**Trecho selecionado**
= = = =

Efeito Fallout representou alguns pontos de virada na franquia Missão: Impossível. O primeiro: foi a primeira vez que um diretor conduziu dois episódios seguidos da franquia, e desde então, Christopher McQuarrie tem sido, ao lado de Tom Cruise, claro, um dos arquitetos da franquia e, de certa forma, da imagem de Cruise como um todo, uma vez que ele marcou presença também em Top Gun: Maverick.
Mas a mudança mais importante é a transformação de Ethan Hunt em uma figura quase mítica, uma verdadeira “força da natureza”, como descreve um personagem em Ajuste de Contas, que faz das tripas coração para salvar o mundo sem que aqueles próximos à Hunt sejam sacrificados. A impossibilidade da missão não é exatamente cumpri-la, mas realizá-la do jeito que só ele sabe, sem sacrificar sua humanidade no meio do caminho. O trajeto envolve grandes apostas, frequentemente o vilões dos filmes ficam a um passo de conquistar seu objetivo, e as vidas de milhões correm risco para que poucos não se sacrifiquem em nome do sucesso da missão. Para Hunt, a única morte aceitável é a própria, com o próprio se definindo como “dispensável” em O Acerto Final.

= = = =

**Material fornecido**
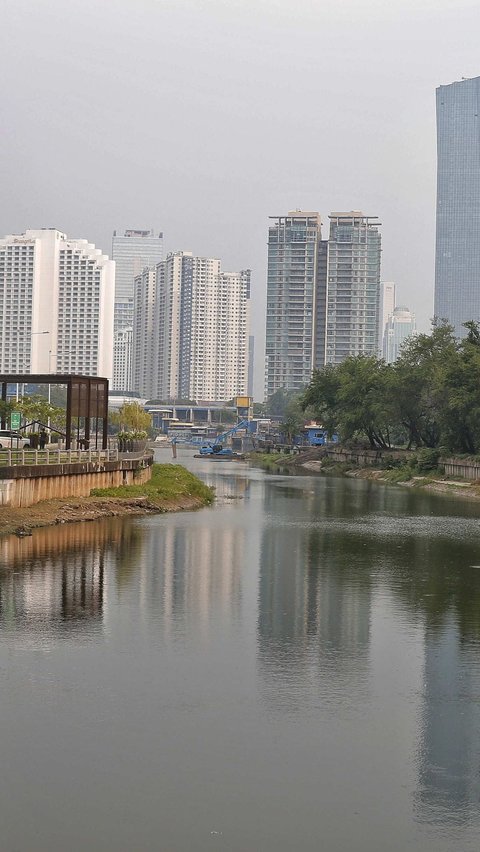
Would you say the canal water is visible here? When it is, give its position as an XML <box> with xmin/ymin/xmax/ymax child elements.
<box><xmin>0</xmin><ymin>451</ymin><xmax>480</xmax><ymax>852</ymax></box>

= = = =

**Trabalho a concluir**
a - Passe para o inglês esta frase do trecho sobre Missão: Impossível: "A impossibilidade da missão não é exatamente cumpri-la, mas realizá-la do jeito que só ele sabe, sem sacrificar sua humanidade no meio do caminho."
b - Por favor, prolongue o trecho sobre Missão: Impossível a partir do ponto em que ele termina.
A listagem vem de outra fonte.

**Respostas**
a - The impossibility of the mission is not exactly accomplishing it, but carrying it out the way only he knows how, without sacrificing his humanity along the way.

b -
Mas no oitavo, e talvez conclusivo, capítulo da franquia, sua reputação se torna uma prisão. Se em Ajuste de Contas a trama parecia mais do que satisfeita em se apoiar na mística de Cruise como o “Salvador do cinema” diante de uma inteligência artificial implacável, aqui sua fama se torna um peso. Apesar de ser normal o personagem ficar aprisionado de alguma forma ou outra ao longo dos filmes, nunca Ethan Hunt ficou tão enclausurado como aqui.
A primeira metade de O Acerto Final é lotada de espaços fechados, salas de tortura ou salas de reunião, sempre sombrias, enquanto Hunt está quase sempre algemado, seja por escolha própria ou não. Ele até dá a sua famosa corrida em direção ao resgate, mas o destino só revela que, desta vez, ele não poderá salvar a todos, seu impulso de messias sendo utilizado contra ele mesmo. Seu sucesso é tão grande que até mesmo a Entidade, a IA maligna, precisa utilizá-lo para atingir seu objetivo final, e quanto Hunt mais precisa de que confiem nele, de humanidade tão necessária para ir contra a lógica fria de seu adversário, sua mão aberta só encontra o ar. Quem poderia confiar no maior agente secreto de todos os tempos?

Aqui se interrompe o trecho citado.